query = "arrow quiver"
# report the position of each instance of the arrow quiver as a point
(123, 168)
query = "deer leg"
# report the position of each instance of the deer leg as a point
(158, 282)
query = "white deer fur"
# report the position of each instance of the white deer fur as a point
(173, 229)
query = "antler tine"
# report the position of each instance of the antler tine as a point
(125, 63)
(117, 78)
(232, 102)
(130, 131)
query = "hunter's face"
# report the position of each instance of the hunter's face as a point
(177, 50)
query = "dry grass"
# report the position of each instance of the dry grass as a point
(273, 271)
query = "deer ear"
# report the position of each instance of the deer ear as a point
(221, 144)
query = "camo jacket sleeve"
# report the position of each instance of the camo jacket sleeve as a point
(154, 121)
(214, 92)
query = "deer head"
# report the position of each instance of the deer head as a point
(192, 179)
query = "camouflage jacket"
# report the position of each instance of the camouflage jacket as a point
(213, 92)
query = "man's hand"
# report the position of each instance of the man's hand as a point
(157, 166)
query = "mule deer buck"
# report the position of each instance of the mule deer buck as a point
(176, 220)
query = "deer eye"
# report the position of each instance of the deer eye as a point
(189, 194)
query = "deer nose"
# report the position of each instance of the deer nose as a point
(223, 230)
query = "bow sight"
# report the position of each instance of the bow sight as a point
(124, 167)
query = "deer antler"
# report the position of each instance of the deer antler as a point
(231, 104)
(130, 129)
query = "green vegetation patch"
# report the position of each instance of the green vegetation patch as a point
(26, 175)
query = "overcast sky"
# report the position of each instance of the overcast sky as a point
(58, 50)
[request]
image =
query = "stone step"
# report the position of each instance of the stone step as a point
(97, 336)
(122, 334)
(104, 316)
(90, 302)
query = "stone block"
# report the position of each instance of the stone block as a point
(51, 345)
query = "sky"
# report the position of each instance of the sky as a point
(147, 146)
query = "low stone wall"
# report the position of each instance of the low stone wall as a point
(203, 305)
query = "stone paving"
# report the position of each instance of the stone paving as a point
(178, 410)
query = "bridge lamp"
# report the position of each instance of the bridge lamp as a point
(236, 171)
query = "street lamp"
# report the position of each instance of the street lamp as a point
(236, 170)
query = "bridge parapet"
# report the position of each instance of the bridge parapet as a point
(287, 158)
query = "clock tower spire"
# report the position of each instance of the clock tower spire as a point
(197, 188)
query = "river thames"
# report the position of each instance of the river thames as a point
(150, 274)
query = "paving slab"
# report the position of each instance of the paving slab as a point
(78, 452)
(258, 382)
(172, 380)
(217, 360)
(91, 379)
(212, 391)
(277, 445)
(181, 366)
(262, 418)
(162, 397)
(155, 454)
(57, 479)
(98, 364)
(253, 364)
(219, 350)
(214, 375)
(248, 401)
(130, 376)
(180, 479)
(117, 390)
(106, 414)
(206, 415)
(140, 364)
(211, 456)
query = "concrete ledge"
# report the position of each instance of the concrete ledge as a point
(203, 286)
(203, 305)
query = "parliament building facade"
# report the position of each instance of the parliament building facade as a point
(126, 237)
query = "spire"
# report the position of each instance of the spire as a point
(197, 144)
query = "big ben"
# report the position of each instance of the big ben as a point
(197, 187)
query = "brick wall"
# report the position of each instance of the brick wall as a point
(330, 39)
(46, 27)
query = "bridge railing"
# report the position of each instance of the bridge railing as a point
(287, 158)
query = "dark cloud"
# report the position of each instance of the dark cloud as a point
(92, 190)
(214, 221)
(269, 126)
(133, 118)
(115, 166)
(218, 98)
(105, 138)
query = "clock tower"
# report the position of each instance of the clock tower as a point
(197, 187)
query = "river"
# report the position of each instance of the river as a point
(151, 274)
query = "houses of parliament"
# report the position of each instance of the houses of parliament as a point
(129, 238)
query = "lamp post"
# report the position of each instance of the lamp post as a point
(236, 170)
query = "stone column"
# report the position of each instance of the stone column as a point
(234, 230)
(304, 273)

**WHAT THE TASK ASKS**: An exact transcription of all the entries is needed.

**RESULT BELOW**:
query = "arrow quiver"
# report the position of each instance of the arrow quiver as a point
(123, 168)
query = "deer leg"
# report the position of each instance of the deer leg as a point
(158, 282)
query = "white deer fur"
# report the position of each instance of the white deer fur as a point
(173, 229)
query = "antler tine"
# report the position of each instance of the antler tine as a point
(125, 63)
(117, 78)
(232, 102)
(130, 131)
query = "hunter's face"
# report the position of each instance of the hunter's face as a point
(177, 50)
query = "dry grass"
# report the position of each instance of the dry grass as a point
(273, 271)
query = "deer ear"
# report the position of each instance of the deer ear as a point
(221, 144)
query = "camo jacket sleeve"
# report the position of each instance of the camo jacket sleeve as a point
(154, 121)
(214, 92)
query = "deer head"
# report the position of each instance of the deer head as a point
(192, 179)
query = "camouflage jacket"
# report the position of each instance of the camouflage jacket as a point
(213, 92)
query = "man's hand"
# report the position of each instance of the man's hand as a point
(157, 166)
query = "mule deer buck"
# report the position of each instance of the mule deer buck as a point
(176, 220)
query = "deer eye"
# report the position of each instance of the deer eye as a point
(189, 194)
query = "deer nose"
# report the position of each instance of the deer nose as a point
(223, 230)
query = "bow sight"
# report the position of each instance of the bow sight as a point
(124, 167)
query = "deer antler"
# report the position of each instance of the deer antler as a point
(231, 104)
(130, 129)
query = "green vegetation patch"
# report the position of each instance of the green vegetation patch as a point
(26, 175)
query = "overcast sky"
# report the position of each instance of the overcast sky as a point
(58, 50)
[request]
image =
query = "stone step"
# report the position of each instance of the stone step as a point
(97, 336)
(122, 334)
(104, 316)
(90, 302)
query = "stone block"
# report the position of each instance of the stone block as a point
(51, 345)
query = "sky"
# report the position of each instance of the sky as a point
(147, 146)
query = "low stone wall"
# report the position of each instance of the low stone wall as a point
(203, 305)
query = "stone paving"
# report the position of each instance of the stone paving as a point
(178, 410)
query = "bridge lamp"
# report the position of each instance of the bridge lamp as a point
(236, 171)
query = "street lamp"
# report the position of each instance of the street lamp as a point
(236, 170)
query = "bridge parapet"
# report the position of each instance of the bridge parapet as a point
(287, 158)
query = "clock tower spire"
# report the position of each instance of the clock tower spire as a point
(197, 188)
query = "river thames"
# report the position of each instance of the river thames as a point
(150, 274)
query = "paving slab"
# report the position of each instance of the paving slab as a point
(78, 452)
(258, 382)
(172, 380)
(217, 360)
(91, 379)
(212, 391)
(277, 445)
(181, 366)
(262, 418)
(162, 397)
(155, 454)
(57, 479)
(98, 364)
(253, 364)
(219, 350)
(214, 375)
(248, 401)
(130, 376)
(180, 479)
(117, 390)
(106, 414)
(206, 415)
(140, 364)
(211, 456)
query = "concrete ledge"
# report the position of each instance of the concrete ledge as a point
(203, 286)
(203, 305)
query = "parliament building facade"
# report the position of each instance of the parliament building facade as a point
(126, 237)
query = "spire"
# report the position of each instance of the spire as a point
(197, 144)
query = "big ben"
# report the position of each instance of the big ben as a point
(197, 187)
query = "brick wall"
# report the position of each instance of the brick wall as a point
(330, 39)
(46, 27)
query = "bridge railing"
# report the position of each instance of the bridge railing as a point
(287, 158)
query = "dark cloud"
# report the position of each instance of the dark cloud as a point
(92, 190)
(214, 221)
(269, 126)
(133, 118)
(115, 166)
(218, 98)
(105, 138)
query = "clock tower"
# report the position of each instance of the clock tower as a point
(197, 187)
query = "river"
# report the position of each instance of the river as a point
(151, 274)
query = "houses of parliament"
# report the position of each instance of the houses of parliament as a point
(129, 238)
query = "lamp post"
# report the position of each instance of the lamp post as a point
(236, 170)
query = "stone column"
# report the position of each instance of the stone column as a point
(234, 230)
(304, 273)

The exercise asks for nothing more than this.